# Help With Hitch Head Angle



## JEFFNROA (Aug 25, 2008)

I have a Reese Straight-Line and to get 5 links under tension I have to tilt the head all the way back. I know it is designed to do this but it still bothers me just looking at it. Is there anyone else who has the same problem? Is there any way to fix it? Havn't weighed it yet but I might not have enough weight on the front unless I go down to 4 links.


----------



## CamperAndy (Aug 26, 2004)

You can change the weight of the bars. You have a smaller trailer so you were most likley sold low weight bars. What size bars do you have?


----------



## JEFFNROA (Aug 25, 2008)

CamperAndy said:


> You can change the weight of the bars. You have a smaller trailer so you were most likley sold low weight bars. What size bars do you have?


800


----------



## Nathan (Jan 2, 2007)

x2 on Andy's comment. When I had the 28RSDS and F150, I had 800 lb bars from the dealer. Once I loaded the trailer, I could not transfer enough weight forward. Upgraded to 1000 lb bars and everything worked great. Weight that tounge and figure out what size bars you need.


----------



## Collinsfam_WY (Nov 9, 2006)

X3 - I have 1000lb bars on my 23RS and my setup works great both on my old F150 and my new SuperDuty.

-CC


----------



## Carey (Mar 6, 2012)

This is an ultra light weight 23 foot trailer. I bet the toungue weight is under 600lbs. I think your 800lb bars are perfect.

When you are hitched up, is the Tahoe level?

Are you happy with the ride?

And yep, you really need to go weigh it.

How many people are in the Tahoe and what sort of load is the Tahoe carrying when ready to camp, and without the trailer hooked up?

Can you give us a measurement at the front and rear fendewells with wd set up and then another measurement without wd set up? Do this next time you go camping, and when the Tahoe is all loaded and ready.

A tahoe has a very compliant and cushy suspension.. If you add bigger bars, you may lose many of the ride qualities.

1000lb bars on a 600lb tongue weight will cause much bounce and buck because the bars are fighting the rear suspension of the Tahoe. Now if the Tahoe is heavilly loaded, then maybe 1000lb bars would be ok, but you will still lose ride quality doing that.

If a bar is choosen close to the actual tongue weight, then a suspension helper is choosen to support extra weight from vehicle loading, you will still obtain a factory like ride.

Many buy the biggest bar and then use it to help pick up the rear of the tow vehicle, from vehicle loading along with distributing the hitch weight.

The bigger bars will cause the vehicle to ride rough and bounce alot. The bars used as a suspenion helper device are not meant to be used that way. The suspension cannot control a big spring bar either. This is why its common for a vehicle to have a rough ride when using a spring bar that is over powered for the actual tongue weight.

Direction 1 → In the hitch head angle thread, what size bars did Nathan move up to after his 800 lb bars could not transfer enough weight forward?
Direction 2 → Continue the hitch head angle thread from its final sentence.

Material shown →

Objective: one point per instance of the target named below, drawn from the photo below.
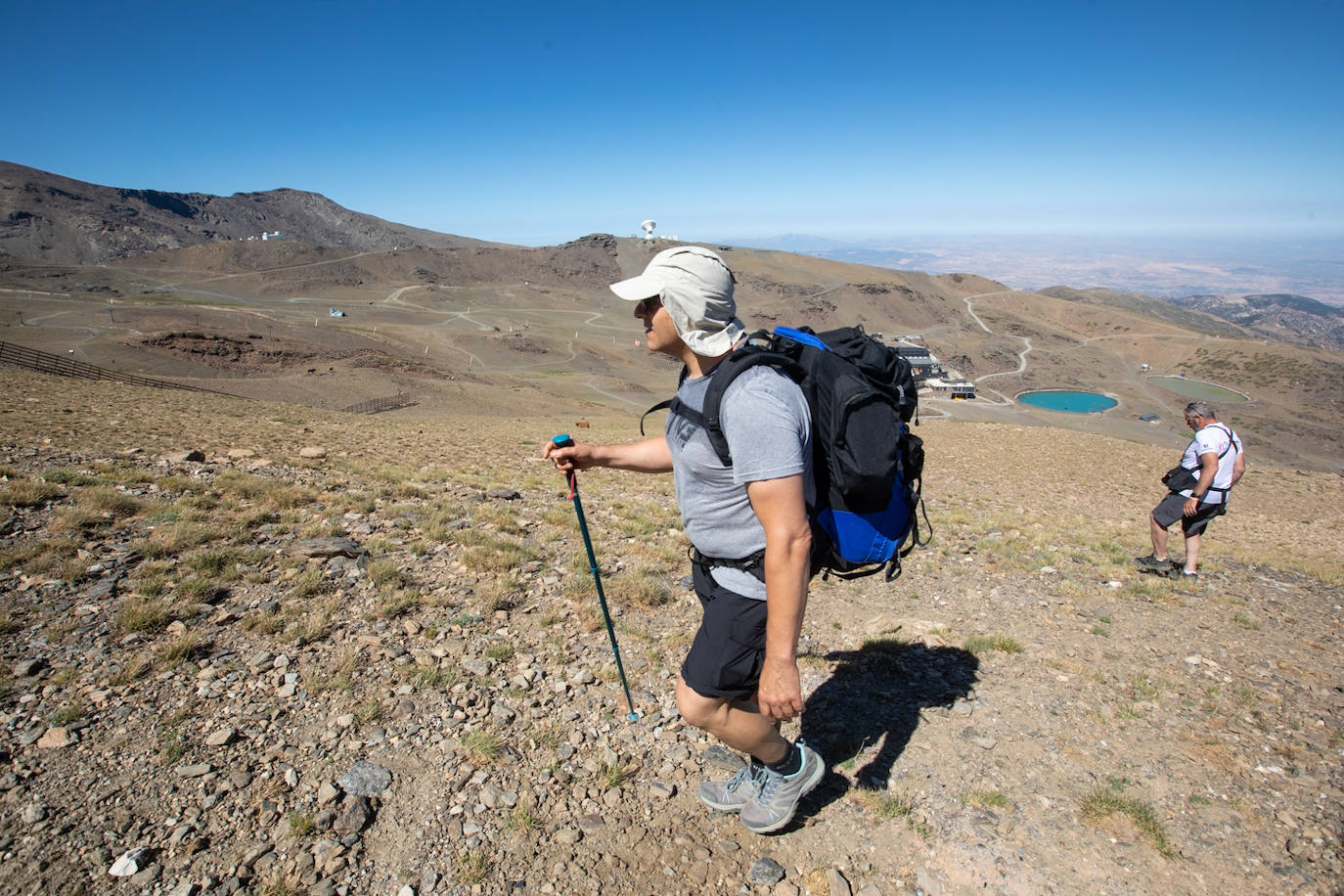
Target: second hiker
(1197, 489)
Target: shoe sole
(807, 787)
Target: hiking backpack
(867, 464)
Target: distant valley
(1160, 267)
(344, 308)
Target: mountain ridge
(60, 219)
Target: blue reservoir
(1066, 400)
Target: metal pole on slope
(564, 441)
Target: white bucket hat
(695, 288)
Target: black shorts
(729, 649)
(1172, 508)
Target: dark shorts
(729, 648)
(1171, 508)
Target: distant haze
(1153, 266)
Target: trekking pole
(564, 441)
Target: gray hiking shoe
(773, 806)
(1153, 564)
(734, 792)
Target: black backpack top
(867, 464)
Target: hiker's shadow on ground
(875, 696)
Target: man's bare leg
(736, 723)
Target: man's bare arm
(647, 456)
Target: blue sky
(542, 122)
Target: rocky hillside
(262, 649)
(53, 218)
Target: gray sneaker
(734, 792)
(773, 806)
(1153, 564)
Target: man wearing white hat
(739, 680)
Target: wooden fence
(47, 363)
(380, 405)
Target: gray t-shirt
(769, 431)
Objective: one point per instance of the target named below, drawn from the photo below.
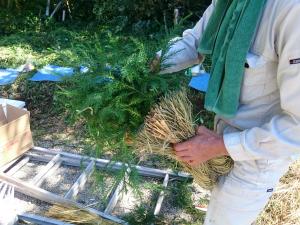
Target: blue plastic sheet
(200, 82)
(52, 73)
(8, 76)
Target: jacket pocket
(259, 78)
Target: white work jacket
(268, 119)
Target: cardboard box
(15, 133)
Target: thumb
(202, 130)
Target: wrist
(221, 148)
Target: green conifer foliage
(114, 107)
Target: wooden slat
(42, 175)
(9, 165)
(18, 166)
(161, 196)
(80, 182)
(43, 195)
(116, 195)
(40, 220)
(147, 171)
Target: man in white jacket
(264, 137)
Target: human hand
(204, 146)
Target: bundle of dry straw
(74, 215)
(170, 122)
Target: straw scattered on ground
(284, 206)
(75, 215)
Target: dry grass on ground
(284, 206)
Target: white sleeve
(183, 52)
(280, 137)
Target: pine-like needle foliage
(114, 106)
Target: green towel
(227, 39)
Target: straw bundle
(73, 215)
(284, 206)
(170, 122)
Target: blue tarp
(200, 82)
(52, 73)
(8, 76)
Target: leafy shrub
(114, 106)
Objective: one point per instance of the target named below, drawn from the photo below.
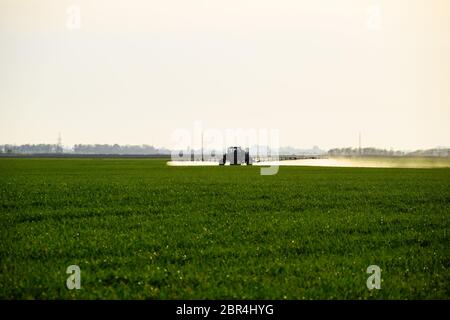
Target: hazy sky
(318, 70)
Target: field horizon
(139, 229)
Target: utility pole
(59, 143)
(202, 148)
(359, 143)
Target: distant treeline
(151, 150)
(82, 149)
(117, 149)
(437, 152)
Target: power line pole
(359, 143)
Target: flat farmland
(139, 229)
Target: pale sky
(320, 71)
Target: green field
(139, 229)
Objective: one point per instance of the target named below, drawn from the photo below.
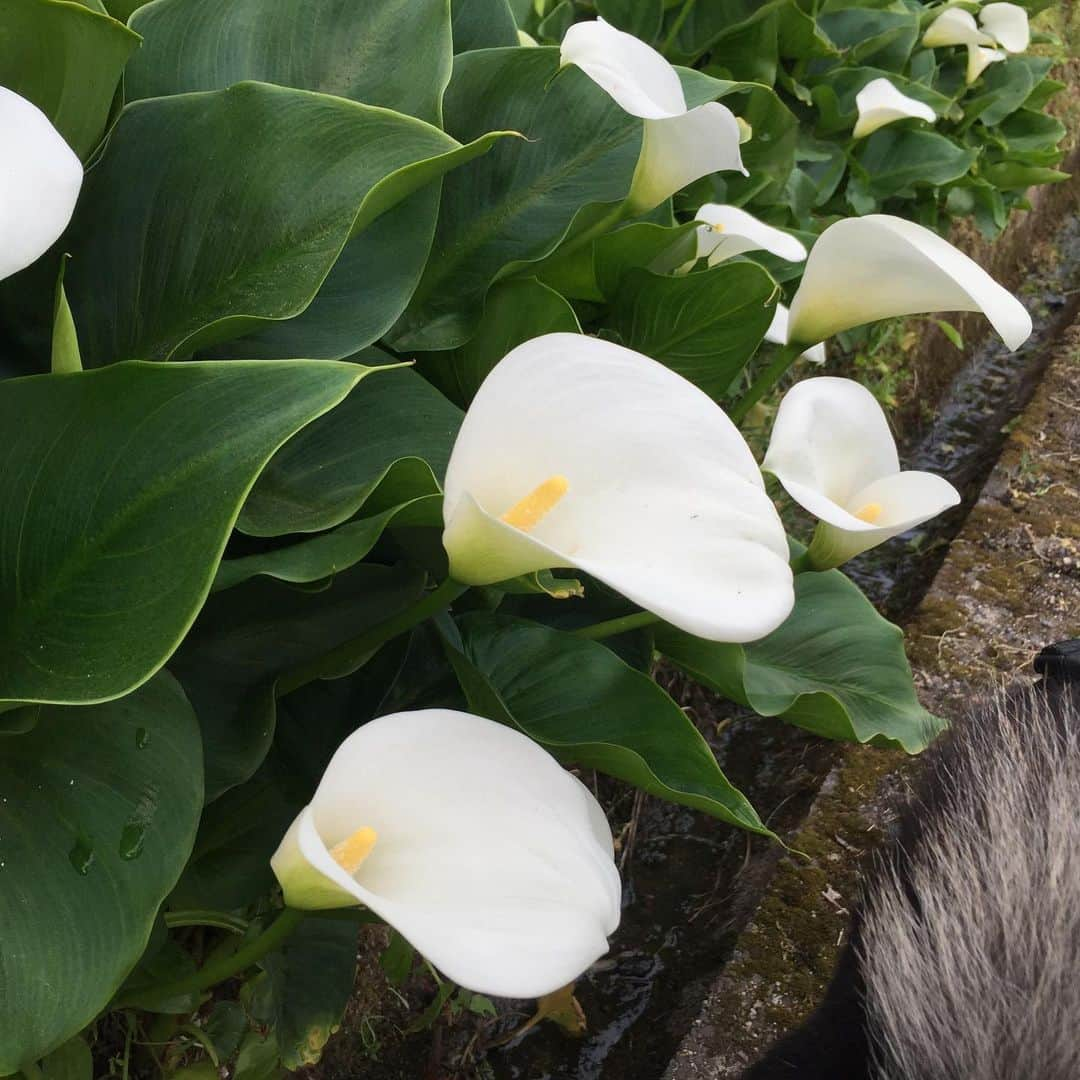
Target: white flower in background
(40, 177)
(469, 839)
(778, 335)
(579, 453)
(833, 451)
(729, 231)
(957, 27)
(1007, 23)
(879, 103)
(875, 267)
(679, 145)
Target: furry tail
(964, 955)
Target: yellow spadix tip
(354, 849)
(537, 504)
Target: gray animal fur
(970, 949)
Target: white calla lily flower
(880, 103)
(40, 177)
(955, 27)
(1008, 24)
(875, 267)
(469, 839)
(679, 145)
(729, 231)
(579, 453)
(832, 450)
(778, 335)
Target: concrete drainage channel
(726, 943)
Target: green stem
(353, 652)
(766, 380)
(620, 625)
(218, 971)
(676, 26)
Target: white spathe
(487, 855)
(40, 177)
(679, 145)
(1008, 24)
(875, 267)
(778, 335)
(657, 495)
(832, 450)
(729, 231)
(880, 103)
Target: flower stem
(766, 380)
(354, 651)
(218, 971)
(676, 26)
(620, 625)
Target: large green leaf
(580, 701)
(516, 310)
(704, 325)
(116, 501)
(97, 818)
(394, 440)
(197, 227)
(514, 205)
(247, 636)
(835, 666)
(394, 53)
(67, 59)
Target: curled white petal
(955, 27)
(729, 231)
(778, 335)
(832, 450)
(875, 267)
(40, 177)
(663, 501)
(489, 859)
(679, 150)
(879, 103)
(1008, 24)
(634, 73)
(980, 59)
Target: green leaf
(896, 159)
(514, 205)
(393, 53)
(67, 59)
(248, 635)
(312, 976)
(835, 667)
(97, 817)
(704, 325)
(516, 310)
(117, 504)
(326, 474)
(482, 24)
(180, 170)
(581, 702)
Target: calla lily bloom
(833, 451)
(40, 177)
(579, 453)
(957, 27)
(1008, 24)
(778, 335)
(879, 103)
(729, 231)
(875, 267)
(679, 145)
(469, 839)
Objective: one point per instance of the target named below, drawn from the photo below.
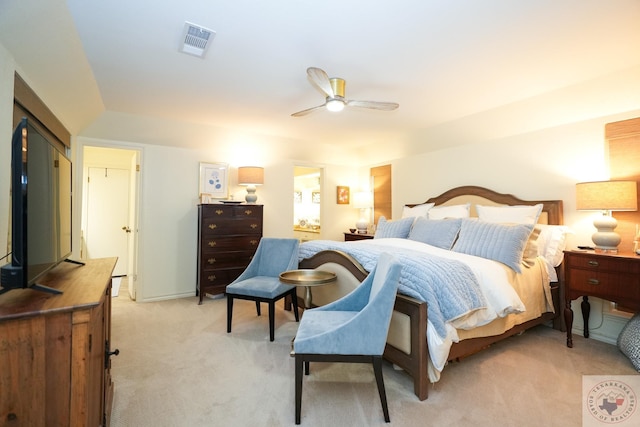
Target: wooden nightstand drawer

==

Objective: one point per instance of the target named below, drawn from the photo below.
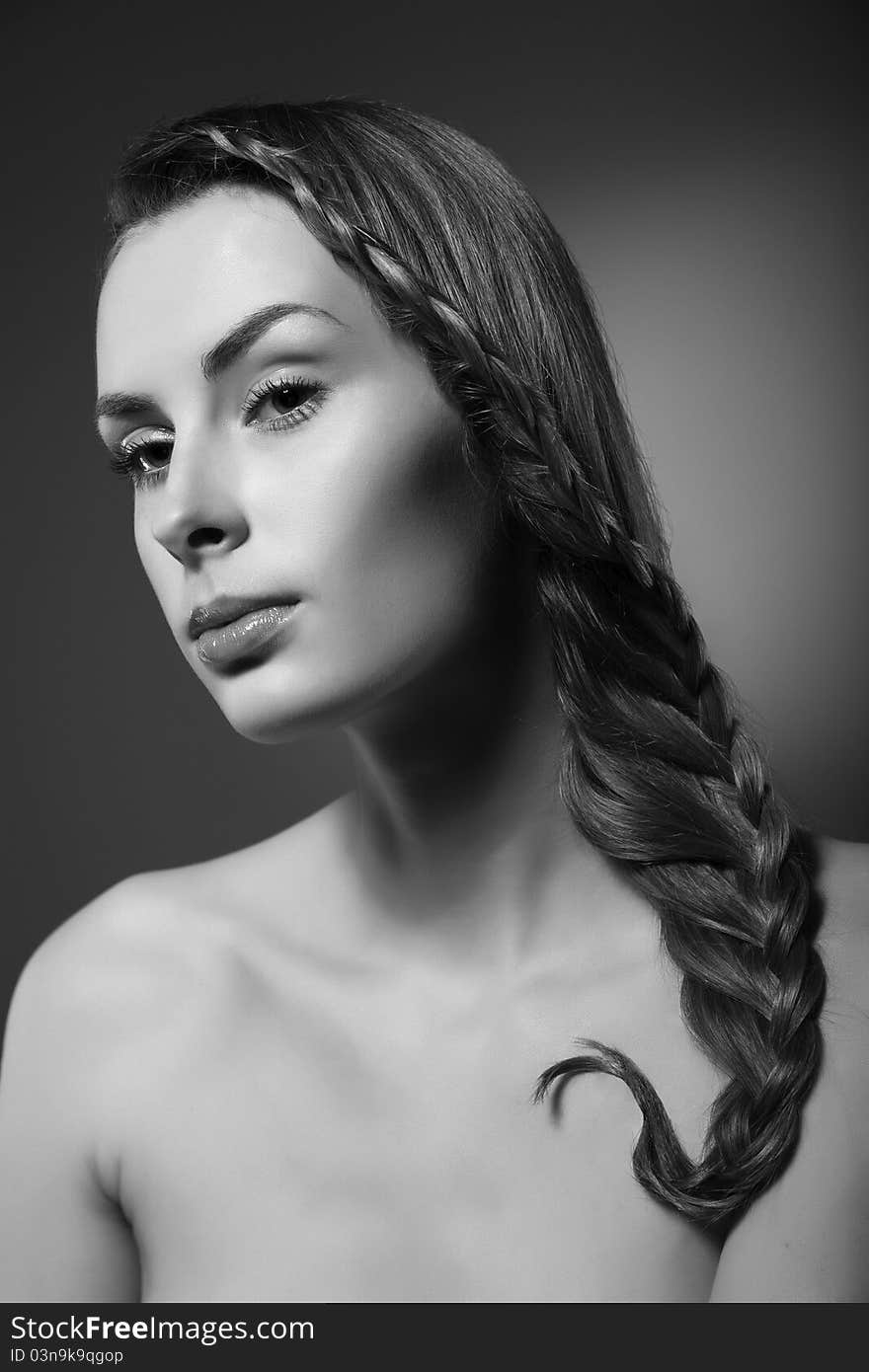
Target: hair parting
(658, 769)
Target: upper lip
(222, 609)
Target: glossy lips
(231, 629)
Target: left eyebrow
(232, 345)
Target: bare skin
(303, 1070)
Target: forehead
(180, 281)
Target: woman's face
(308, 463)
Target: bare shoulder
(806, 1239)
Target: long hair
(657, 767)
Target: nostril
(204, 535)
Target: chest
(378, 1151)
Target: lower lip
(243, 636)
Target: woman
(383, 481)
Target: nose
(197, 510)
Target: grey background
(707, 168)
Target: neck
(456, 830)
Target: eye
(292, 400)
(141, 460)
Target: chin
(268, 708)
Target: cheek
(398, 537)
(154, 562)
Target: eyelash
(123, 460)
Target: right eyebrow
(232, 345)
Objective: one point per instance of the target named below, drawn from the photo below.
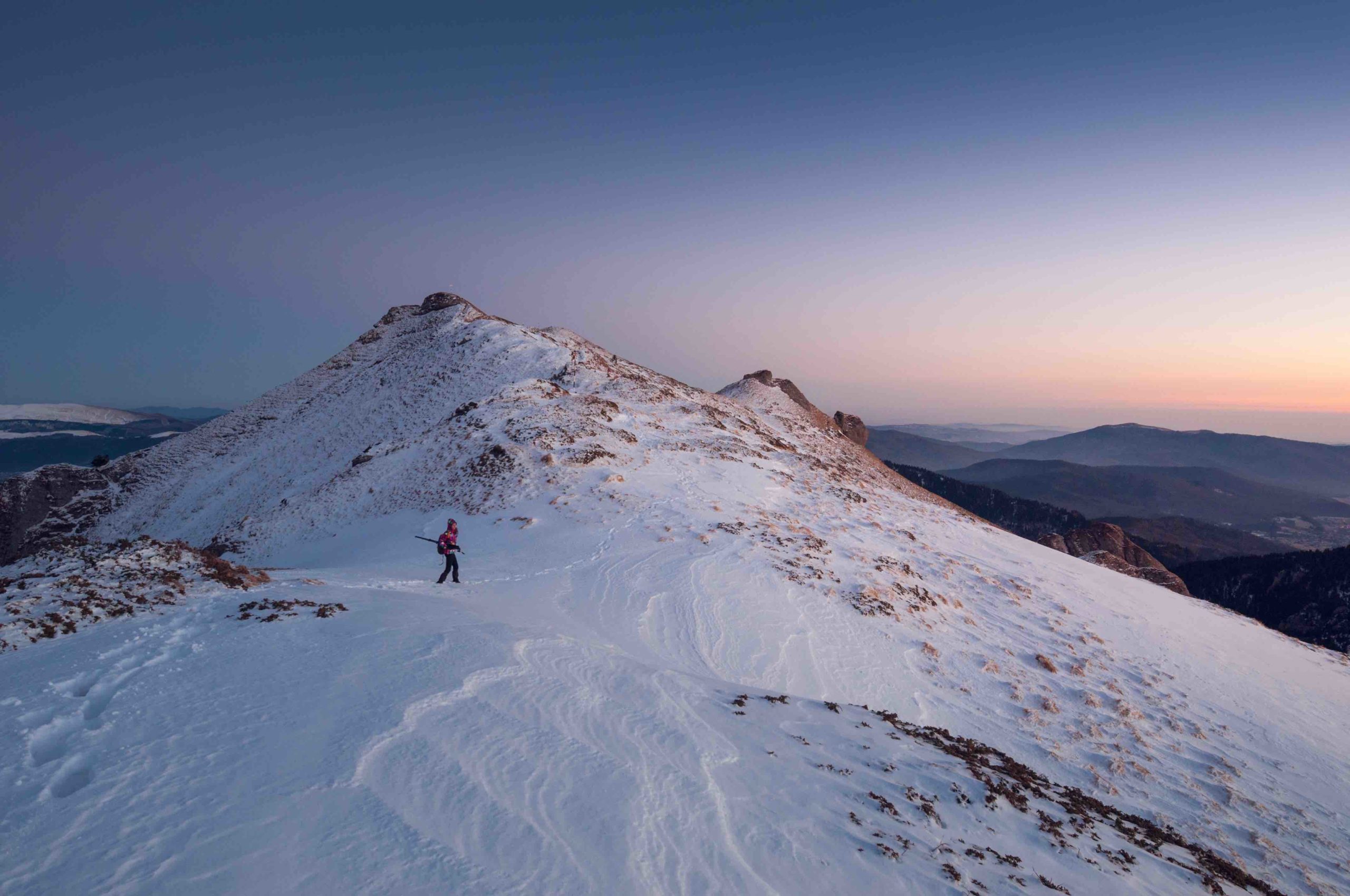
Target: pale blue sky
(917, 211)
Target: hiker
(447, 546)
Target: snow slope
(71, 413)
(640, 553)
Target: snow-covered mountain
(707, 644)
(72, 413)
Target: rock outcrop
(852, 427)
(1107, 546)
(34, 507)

==

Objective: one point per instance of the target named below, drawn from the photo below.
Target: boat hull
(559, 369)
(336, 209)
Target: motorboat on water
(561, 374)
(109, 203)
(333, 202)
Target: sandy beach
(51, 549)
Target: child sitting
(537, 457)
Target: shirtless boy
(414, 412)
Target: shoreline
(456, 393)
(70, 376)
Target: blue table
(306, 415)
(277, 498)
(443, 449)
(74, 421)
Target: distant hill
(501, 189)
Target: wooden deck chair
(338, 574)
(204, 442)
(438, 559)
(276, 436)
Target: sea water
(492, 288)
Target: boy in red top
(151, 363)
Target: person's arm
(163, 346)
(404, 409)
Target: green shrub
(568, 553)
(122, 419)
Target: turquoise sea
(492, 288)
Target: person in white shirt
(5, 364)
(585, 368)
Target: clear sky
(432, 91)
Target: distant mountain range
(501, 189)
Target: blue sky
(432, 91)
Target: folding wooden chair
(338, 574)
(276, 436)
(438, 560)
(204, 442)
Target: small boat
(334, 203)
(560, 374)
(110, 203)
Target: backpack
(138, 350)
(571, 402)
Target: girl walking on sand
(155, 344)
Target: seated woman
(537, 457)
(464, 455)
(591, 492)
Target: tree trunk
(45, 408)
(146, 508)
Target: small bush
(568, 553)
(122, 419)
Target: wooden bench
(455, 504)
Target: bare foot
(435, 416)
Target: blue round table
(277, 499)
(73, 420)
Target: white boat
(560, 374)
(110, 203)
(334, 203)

Exercise result 1 → He upgraded to 1000 lb bars.

Exercise result 2 →
Carey


----------



## Nathan (Jan 2, 2007)

Oh, should have checked those TT spec's

I'm with Carey on this one. Also, don't worry if you have your head tilted back and everything is working fine.


----------



## CamperAndy (Aug 26, 2004)

Nathan said:


> Oh, should have checked those TT spec's
> 
> I'm with Carey on this one. Also, don't worry if you have your head tilted back and everything is working fine.


Sure that's all true, I knew it was a light weight trailer, I just tried to give him options. Depending on the TV loading the response curve of 1000 pound bars may be preferred to the 800 pound bars. I actually though he could have had 600 pound bars and that would have been an issue.

To the OP don't worry about the head tilt if the ride is good then you just used the adjustment that is built into the hitch. No harm no foul.


----------



## Carey (Mar 6, 2012)

CamperAndy said:


> Oh, should have checked those TT spec's
> 
> I'm with Carey on this one. Also, don't worry if you have your head tilted back and everything is working fine.


Sure that's all true, I knew it was a light weight trailer, I just tried to give him options. Depending on the TV loading the response curve of 1000 pound bars may be preferred to the 800 pound bars. I actually though he could have had 600 pound bars and that would have been an issue.

To the OP don't worry about the head tilt if the ride is good then you just used the adjustment that is built into the hitch. No harm no foul.
[/quote]

No Andy, you were spot on. That was the first question needing answered, bar spec. I was just adding my thoughts, and I know my thoughts go against the general grain of the majority many times..

I am thinking this Tahoe may be loaded down pretty well, and Jeff might be trying to pick up the rear of the Tahoe by using the hitch physics.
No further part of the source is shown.